◆ WORK REQUEST
Give the data again exactly as written, skipping any pictures.

□ □ □ □ □

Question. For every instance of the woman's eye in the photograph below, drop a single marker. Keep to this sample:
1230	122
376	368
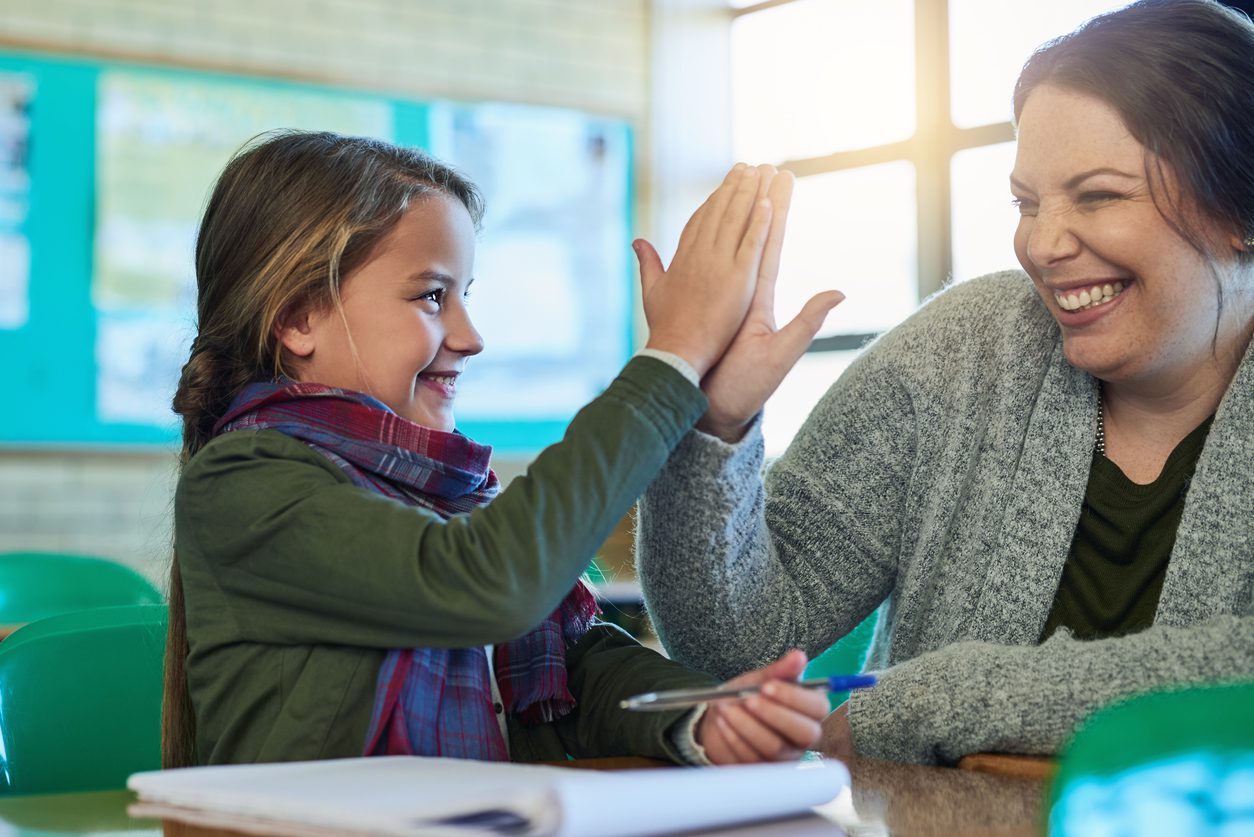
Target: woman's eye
1023	206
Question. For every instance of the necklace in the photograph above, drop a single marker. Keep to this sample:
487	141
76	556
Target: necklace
1100	442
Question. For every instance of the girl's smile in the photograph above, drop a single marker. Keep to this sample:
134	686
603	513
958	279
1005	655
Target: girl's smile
404	333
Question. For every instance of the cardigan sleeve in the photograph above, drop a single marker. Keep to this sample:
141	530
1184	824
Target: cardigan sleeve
295	554
736	569
981	697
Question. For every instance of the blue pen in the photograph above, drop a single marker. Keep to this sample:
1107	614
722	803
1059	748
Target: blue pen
685	698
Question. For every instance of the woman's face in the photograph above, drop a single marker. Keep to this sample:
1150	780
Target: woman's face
1135	301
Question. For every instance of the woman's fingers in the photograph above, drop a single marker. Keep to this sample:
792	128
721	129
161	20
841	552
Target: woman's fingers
795	336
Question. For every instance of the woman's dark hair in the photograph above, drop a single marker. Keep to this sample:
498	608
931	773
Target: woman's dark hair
291	215
1180	73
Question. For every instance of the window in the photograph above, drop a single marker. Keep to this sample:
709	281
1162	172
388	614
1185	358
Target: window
895	117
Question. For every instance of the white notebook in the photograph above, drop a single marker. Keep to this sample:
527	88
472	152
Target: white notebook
410	796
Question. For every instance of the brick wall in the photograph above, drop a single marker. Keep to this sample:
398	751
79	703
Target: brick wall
587	54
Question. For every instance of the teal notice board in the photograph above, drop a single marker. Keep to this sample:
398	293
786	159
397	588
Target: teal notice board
104	167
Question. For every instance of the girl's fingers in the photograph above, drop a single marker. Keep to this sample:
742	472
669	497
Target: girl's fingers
716	206
750	251
730	229
781	198
650	265
765	743
735	742
798	727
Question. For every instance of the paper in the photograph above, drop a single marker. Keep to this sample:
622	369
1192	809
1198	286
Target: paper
411	797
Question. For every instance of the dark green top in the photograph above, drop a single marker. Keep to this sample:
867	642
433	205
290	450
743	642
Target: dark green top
299	582
1119	557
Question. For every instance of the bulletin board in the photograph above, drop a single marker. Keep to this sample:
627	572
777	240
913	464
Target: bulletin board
104	170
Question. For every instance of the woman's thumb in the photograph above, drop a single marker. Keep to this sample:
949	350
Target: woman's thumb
799	333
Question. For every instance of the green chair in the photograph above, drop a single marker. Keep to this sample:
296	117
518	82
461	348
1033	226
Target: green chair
36	585
80	700
848	655
1176	762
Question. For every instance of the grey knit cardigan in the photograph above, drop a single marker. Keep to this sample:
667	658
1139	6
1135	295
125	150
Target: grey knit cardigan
943	474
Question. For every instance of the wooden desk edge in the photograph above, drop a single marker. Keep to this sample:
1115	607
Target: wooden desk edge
1023	767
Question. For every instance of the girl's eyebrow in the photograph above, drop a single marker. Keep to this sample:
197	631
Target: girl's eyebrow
429	276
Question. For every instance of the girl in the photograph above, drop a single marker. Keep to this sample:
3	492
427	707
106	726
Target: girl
341	582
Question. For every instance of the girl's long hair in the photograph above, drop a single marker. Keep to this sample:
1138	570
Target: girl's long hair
291	215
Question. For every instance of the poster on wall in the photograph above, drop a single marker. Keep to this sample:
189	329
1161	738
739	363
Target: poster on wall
16	97
552	266
161	141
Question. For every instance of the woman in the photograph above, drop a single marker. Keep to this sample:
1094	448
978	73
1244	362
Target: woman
1047	478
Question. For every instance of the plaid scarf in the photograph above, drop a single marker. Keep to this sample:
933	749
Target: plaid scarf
428	700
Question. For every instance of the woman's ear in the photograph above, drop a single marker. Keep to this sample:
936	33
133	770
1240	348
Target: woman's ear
294	330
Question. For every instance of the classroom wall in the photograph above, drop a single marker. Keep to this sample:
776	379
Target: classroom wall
587	54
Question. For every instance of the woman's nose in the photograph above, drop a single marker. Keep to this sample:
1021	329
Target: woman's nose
1050	237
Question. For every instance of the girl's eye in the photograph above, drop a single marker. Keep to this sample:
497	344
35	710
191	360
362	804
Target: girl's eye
433	296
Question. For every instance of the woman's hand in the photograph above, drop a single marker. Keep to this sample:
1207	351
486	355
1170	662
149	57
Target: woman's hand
696	305
760	355
778	724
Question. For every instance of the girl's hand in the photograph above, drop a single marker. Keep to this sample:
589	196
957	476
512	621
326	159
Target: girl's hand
696	305
760	355
838	738
776	724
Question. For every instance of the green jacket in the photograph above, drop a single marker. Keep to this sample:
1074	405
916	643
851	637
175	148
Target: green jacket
297	582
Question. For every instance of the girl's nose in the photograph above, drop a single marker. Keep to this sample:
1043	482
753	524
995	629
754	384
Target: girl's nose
462	335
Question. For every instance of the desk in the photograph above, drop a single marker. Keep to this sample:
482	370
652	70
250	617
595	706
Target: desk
888	798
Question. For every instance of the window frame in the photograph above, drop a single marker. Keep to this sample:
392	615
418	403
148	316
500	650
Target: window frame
931	151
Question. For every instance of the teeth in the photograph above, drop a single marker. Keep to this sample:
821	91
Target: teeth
1087	298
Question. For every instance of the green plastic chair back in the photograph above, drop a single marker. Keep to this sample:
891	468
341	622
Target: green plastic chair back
38	585
80	700
847	656
1178	762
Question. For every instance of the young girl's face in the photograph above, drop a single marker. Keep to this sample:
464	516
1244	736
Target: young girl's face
405	310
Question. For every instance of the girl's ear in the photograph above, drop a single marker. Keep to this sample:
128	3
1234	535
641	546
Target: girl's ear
294	330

□ □ □ □ □

◆ TASK RESPONSE
Question. For every instance of the woman's eye in the photograph below, drop a single marker. Keep to this sample:
1230	122
376	368
Target: woman's eye
1023	206
Question. For every instance of the necklace in the photograph above, drop a single marker. Keep to this sample:
487	141
76	556
Target: necklace
1100	442
Question. For every instance of the girl's smile in the photograph above, drop a single marker. Keep to this sample:
134	686
603	513
958	279
1005	655
Target: girl's smile
404	333
Question. For every instance of the cardigan sleeve in the photograph above, drop a single marker. Keep to this sample:
141	530
1184	824
Target: cardigan sleeve
295	554
736	569
981	697
Question. For every instance of the blue pen in the photograph above, drop a single marker. Keep to this sample:
1107	614
722	803
1059	748
Target: blue pen
685	698
Question. For every instance of the woman's face in the photograph above, drop a single marker. Keep to this sample:
1150	780
Target: woman's face
1135	301
Question. For every instance of the woman's fingers in the photograph above, drop a single marker. Keep to this sample:
792	128
721	129
161	20
841	552
Target: woman's fingers
795	336
Question. For every instance of the woman's dark hair in the photograph above, drop a single marker. Keep to this sample:
498	608
931	773
Target: woman's dark hair
291	215
1180	73
Question. For every instance of the window in the photograph above, drop a single marker. Keep to this sample:
709	281
1162	172
388	614
1185	358
Target: window
895	117
Question. For every instance of the white notebook in the photograph above, drop a single marker. Keep to this sample:
527	88
472	152
Target: white notebook
410	796
Question. For every instance of the brick wall in the photograph above, drop a single marker. Keep to this sample:
398	751
79	703
Target: brick wall
587	54
Question. For every instance of the teal notice board in the photograph above, drop a single marker. Keep to this sample:
398	293
786	159
397	588
Target: teal notice board
104	167
Question. For every instance of the girl's fingers in the photograph above, drop a single marker. Keep to this sample:
742	472
669	497
Target: girl's fingers
716	206
750	251
730	229
781	198
650	265
765	743
735	742
798	727
Question. For every instance of the paper in the photograph above, drop a single marker. Keep to this sample:
622	369
1192	809
1198	286
Target: paper
411	797
Question. For every instance of the dark green top in the photograph above, drop a single marker. Keep to this sample:
867	642
433	205
290	450
743	642
Target: dark green top
299	582
1119	557
Question. For every instance of the bulletin board in the photograph above, drop a single marker. Keep to this sample:
627	572
777	240
913	464
Target: bulletin board
104	170
Question. For every instance of the woman's thumb in the photograph above, drop a single marker. Keep to this sample:
949	350
Target: woman's thumb
799	333
Question. For every instance of the green chair in the photograph above, drop a single marker. Keep to this sample:
296	117
518	82
461	348
1033	226
Target: green chair
36	585
80	700
848	655
1176	762
Question. For every instance of the grey knit cardigan in the photograph above, drop a single marker. Keep to this sample:
667	658
1139	6
1135	295
125	150
Target: grey knit cardigan
943	474
Question. For every instance of the wooden desk edge in the photograph above, drop a single marker. Keep to this sample:
1115	607
Target: wooden desk edge
1023	767
Question. For every instance of the girl's eyebrow in the photograph above, drop a single marker. Keep to this sample:
197	631
Target: girl's eyebrow
429	276
Question. For every instance of the girl in the photograph above, drop a single marker. Keep to this sample:
3	492
427	707
106	726
Target: girl
341	582
Question. For every instance of the girl's long hair in the photograph above, drop a single marker. Keep to this sample:
1138	570
Target: girl's long hair
291	215
Question. For every instance of the poster on wall in the photograph above, drop a single marker. Keep to this sample:
189	329
1161	738
739	363
Target: poster on wall
16	97
552	266
161	141
Question. For every instance of the woman in the photograph above, drop a single marker. Keep to this sample:
1094	448
978	73
1244	362
Target: woman
1047	478
Question. For every instance of the plaid scarf in the photograph above, drop a single marker. Keep to this sample:
933	749
Target: plaid scarf
428	700
Question. For every instance of the woman's ear in the photograph above, drop a single marker. Keep to this sample:
936	33
133	770
1240	348
Target: woman's ear
294	330
Question. For every instance of the classroom wall in the photograph above, drop a single marker. Keep to this sample:
776	379
Target: classroom wall
587	54
Question. For every instance of the woman's nose in the photograph above, drop a single marker. Keep to this sample:
1021	329
Target: woman's nose
1050	237
Question. For every instance of the girl's eye in the photograph above, drop a single marker. Keep to this sample:
497	344
35	710
191	360
362	804
Target: girl's eye
433	296
Question. For every instance of the woman's hand in the photograph above, drop a single marker. Keep to this sample:
1207	351
486	355
1170	662
149	57
Target: woman's hand
696	305
760	355
778	724
Question. For every instance of the girl's hand in the photograph above, drop a single marker. Keep to this sample:
589	196
957	476
512	621
326	159
Target: girl's hand
696	305
760	355
838	738
776	724
Question. For every instance of the green jacket in the photograph above, drop a single marker. Keep to this sample:
1074	405
916	643
851	637
175	148
Target: green jacket
297	582
Question. For every instance of the girl's nose in the photograph above, drop a single marker. Keep to this sample:
1043	482
753	524
995	629
754	384
Target: girl's nose
462	335
Question. For every instance of the desk in the photograph above, drop a single marker. Keep to this sample:
482	370
652	70
250	617
595	706
Target: desk
888	798
Question. For every instance of the window frame in the photograph above, drop a single marker. Keep to this sample:
392	615
418	403
148	316
500	650
Target: window frame
931	151
Question. For every instance of the teeth in the photograph above, drop a single marker. Keep to this sample:
821	91
Target: teeth
1087	298
Question. For every instance of the green plastic chair back in the photograph above, drop a single marker. Keep to this sample:
891	468
341	622
Target: green plastic chair back
38	585
80	700
847	656
1178	762
Question. For every instance of the young girl's face in the photograph above, drop a single marker. Keep to this sample:
464	516
1244	736
Target: young girl's face
405	310
Question. For every instance of the girl's ear in the photograph above, drop a single marker. Keep to this sample:
128	3
1234	535
641	546
Target: girl's ear
294	330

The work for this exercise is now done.